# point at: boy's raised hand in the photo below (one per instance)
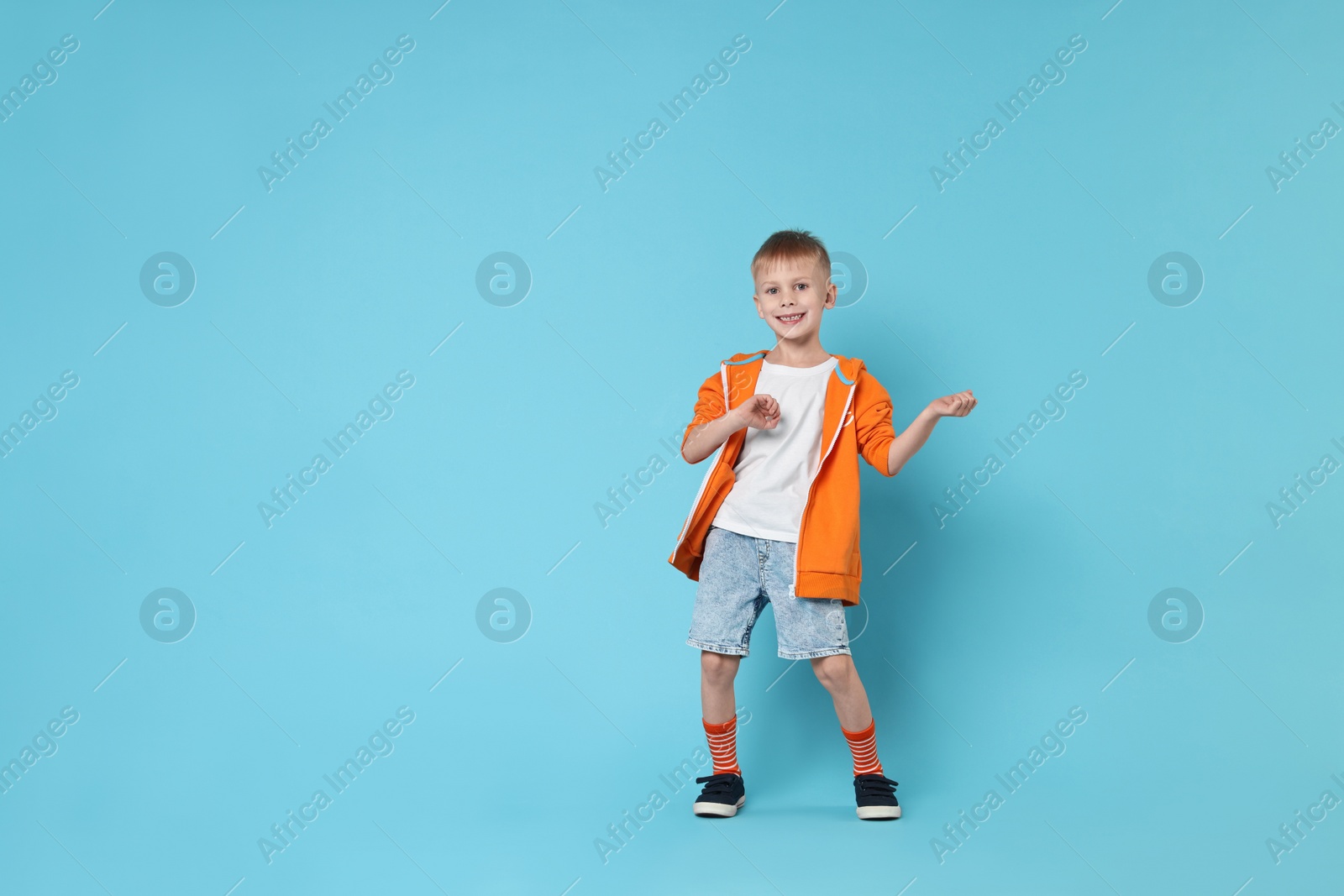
--
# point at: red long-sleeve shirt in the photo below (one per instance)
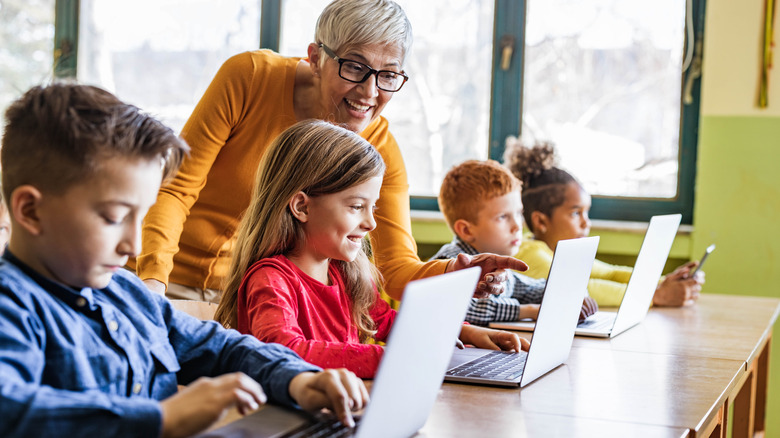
* * *
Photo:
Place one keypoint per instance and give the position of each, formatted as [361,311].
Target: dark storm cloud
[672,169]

• **Short task**:
Please identify each line in the records that contains the string "below" and copy those lines in full. Case counts, so match only that exact capitalization.

• **Result of this task**:
# point at: boy's raised hand in the photo below (one per instance)
# point at: red long-sleeve shirt in the photo below (one per instance)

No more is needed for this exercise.